## Prompt 1
Write out the Stockholm Court House text below in full, word for word.

## Text extract
· · · · · · ·

- Stockholm Court House was completed in 1915
- It is located across the park from Stockholm Police House
- The house is one of the most notable examples of the National Romantic architectural style
If you had the chance to visit the Kungsholmen island only a little more than a hundred years ago, you would have seen a completely different scenery from what you can find on the island today. I have previously told you the stories of two major constructions that were built in this part of Stockholm in the early 1900s and now it is time to get to know another one.
Stockholm Court House (Stockholms rådhus) is impossible to miss if you are anywhere near it. We will get to its impressive dimensions and design a little later, though, and start this story a few decades before the building itself stood ready.
The discussion about the need for a new court house in Stockholm became lively in the 1870s when the institution started to feel too tight at Bonde Palace (Bondeska palatset) on the northern edge of the Old Town (Gamla stan). This situation was not unique to the court. Quite the opposite, actually. Many state institutions outgrew their facilities located in the historical heart of the city and were forced, willingly or not, to look for other options.
In 1882, the magistrate was ordered to specify the needs for a new court house so that the authorities could take further action. It took the organisation five years to gather the requirements and additional two to create and actionable plan. Only then, the discussion regarding the location of the planned facilities began. And it was long.

· · · · · · ·

## Records provided
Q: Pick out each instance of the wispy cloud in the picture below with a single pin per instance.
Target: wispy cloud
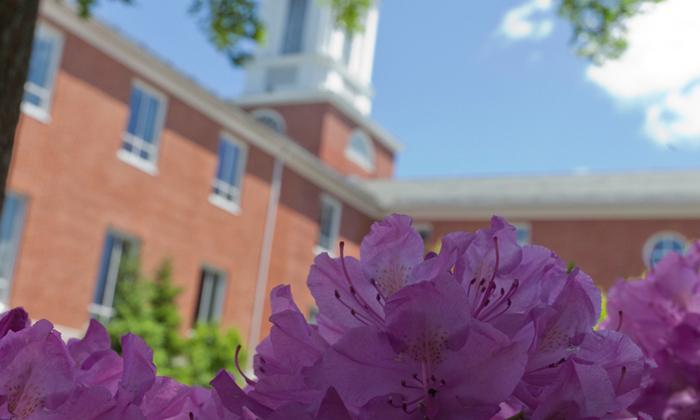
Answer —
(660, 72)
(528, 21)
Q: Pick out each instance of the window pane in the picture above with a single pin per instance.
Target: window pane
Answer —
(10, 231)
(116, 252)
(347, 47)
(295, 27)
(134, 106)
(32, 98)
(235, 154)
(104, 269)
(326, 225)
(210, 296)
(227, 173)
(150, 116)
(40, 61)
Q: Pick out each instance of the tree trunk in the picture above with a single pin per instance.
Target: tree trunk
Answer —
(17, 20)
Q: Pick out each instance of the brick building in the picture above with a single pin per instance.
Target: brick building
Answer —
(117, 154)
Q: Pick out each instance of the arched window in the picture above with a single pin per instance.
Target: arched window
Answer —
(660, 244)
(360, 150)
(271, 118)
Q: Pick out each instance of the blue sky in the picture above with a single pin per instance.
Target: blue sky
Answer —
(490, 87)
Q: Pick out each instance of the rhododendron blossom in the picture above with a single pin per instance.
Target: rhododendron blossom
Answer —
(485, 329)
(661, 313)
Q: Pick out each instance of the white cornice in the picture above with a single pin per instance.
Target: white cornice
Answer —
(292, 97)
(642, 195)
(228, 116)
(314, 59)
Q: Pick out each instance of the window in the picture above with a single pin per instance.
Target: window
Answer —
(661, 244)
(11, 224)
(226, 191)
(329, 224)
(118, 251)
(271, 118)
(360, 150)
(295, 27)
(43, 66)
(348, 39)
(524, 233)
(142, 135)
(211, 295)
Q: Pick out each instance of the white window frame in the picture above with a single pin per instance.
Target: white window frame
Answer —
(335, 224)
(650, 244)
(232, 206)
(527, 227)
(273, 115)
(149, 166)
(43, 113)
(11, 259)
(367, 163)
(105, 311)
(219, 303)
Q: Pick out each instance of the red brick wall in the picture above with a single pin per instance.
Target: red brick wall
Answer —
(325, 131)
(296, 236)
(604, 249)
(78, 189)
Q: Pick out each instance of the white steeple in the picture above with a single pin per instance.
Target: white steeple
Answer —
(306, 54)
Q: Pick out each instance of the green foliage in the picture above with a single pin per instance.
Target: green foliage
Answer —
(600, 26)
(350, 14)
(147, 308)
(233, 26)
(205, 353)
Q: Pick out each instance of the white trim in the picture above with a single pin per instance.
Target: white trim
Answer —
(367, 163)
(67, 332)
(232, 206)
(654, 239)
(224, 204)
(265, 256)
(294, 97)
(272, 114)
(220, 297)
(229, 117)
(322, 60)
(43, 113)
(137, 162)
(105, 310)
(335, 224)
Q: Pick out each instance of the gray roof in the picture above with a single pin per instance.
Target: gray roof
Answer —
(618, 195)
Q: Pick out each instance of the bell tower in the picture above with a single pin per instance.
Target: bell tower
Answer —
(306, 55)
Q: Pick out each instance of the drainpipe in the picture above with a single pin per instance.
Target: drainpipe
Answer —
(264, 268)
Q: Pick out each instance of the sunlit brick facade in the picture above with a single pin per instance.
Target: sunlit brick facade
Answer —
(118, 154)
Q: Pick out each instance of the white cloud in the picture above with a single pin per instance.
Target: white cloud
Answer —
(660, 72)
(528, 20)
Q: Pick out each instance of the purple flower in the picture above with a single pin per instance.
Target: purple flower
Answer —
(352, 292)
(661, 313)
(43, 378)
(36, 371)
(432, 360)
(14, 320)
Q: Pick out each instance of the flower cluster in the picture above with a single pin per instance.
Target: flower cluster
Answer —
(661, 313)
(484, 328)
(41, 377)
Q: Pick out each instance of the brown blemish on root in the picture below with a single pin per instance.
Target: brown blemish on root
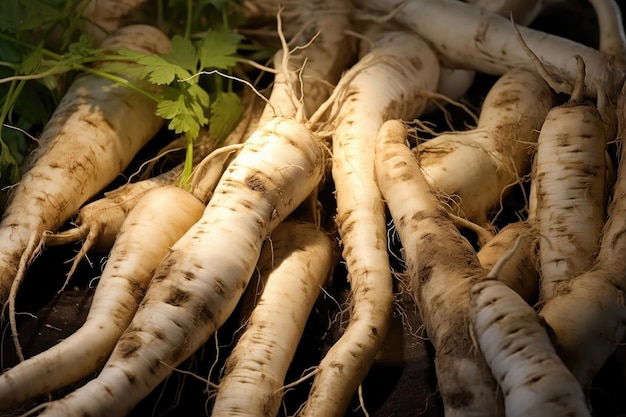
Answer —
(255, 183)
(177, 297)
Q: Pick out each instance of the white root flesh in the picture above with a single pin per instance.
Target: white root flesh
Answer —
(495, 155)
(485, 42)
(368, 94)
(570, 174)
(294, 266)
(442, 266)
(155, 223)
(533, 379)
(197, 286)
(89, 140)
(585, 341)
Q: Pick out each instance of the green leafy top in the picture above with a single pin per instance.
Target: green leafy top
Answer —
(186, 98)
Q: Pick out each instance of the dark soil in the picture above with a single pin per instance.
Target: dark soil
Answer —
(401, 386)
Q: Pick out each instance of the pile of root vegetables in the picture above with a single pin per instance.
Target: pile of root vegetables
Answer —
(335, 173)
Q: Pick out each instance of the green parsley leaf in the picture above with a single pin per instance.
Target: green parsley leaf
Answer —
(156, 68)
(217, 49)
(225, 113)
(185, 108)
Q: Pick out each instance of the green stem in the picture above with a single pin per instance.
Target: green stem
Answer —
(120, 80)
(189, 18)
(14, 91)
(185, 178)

· · · · · · ·

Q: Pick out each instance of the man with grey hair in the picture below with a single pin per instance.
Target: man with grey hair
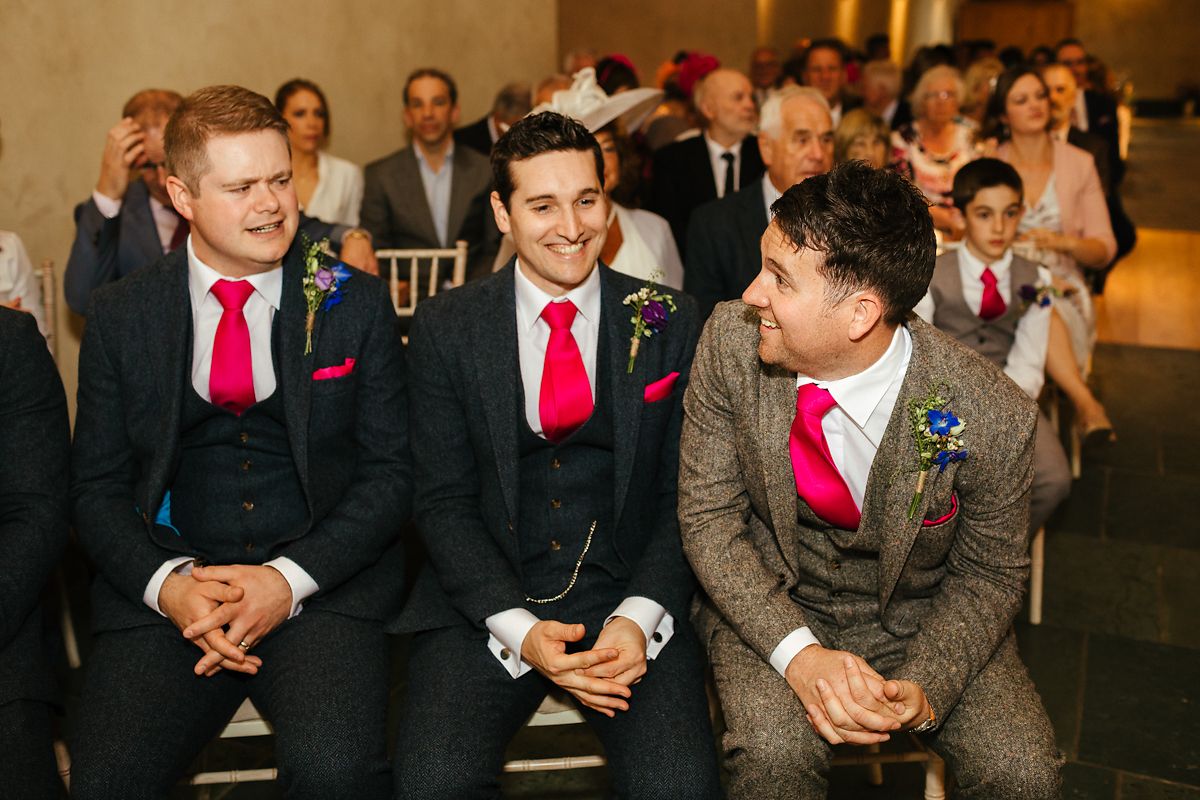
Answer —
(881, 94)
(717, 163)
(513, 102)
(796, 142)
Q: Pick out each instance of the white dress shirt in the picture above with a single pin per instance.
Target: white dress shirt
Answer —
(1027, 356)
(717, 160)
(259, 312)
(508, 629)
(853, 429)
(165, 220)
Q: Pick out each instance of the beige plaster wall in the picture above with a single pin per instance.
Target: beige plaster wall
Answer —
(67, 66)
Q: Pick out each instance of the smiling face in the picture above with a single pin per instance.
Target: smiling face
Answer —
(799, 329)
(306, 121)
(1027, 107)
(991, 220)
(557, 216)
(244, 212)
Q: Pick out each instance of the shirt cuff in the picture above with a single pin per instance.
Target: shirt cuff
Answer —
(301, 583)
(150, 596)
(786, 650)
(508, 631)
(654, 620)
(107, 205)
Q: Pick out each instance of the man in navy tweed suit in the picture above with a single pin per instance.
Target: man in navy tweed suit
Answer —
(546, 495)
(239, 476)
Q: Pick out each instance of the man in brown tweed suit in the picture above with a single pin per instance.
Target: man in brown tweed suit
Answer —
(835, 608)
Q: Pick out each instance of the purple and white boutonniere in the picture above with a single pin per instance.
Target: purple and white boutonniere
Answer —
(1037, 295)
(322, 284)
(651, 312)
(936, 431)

· · · · · · ·

## Prompt 2
Count how many lines of the listing above contain the word "hair". Reply with the number alone.

## Task result 1
- Stockholm Court House was completed in 1915
- It is located across the park from Stockholm Police House
- The house is one of the most notable examples of the National Romantic architectural style
If you had the chance to visit the Kungsholmen island only a little more than a hundred years ago, you would have seen a completely different scenery from what you can find on the island today. I have previously told you the stories of two major constructions that were built in this part of Stockholm in the early 1900s and now it is time to get to know another one.
Stockholm Court House (Stockholms rådhus) is impossible to miss if you are anywhere near it. We will get to its impressive dimensions and design a little later, though, and start this story a few decades before the building itself stood ready.
The discussion about the need for a new court house in Stockholm became lively in the 1870s when the institution started to feel too tight at Bonde Palace (Bondeska palatset) on the northern edge of the Old Town (Gamla stan). This situation was not unique to the court. Quite the opposite, actually. Many state institutions outgrew their facilities located in the historical heart of the city and were forced, willingly or not, to look for other options.
In 1882, the magistrate was ordered to specify the needs for a new court house so that the authorities could take further action. It took the organisation five years to gather the requirements and additional two to create and actionable plan. Only then, the discussion regarding the location of the planned facilities began. And it was long.

## Task result 2
2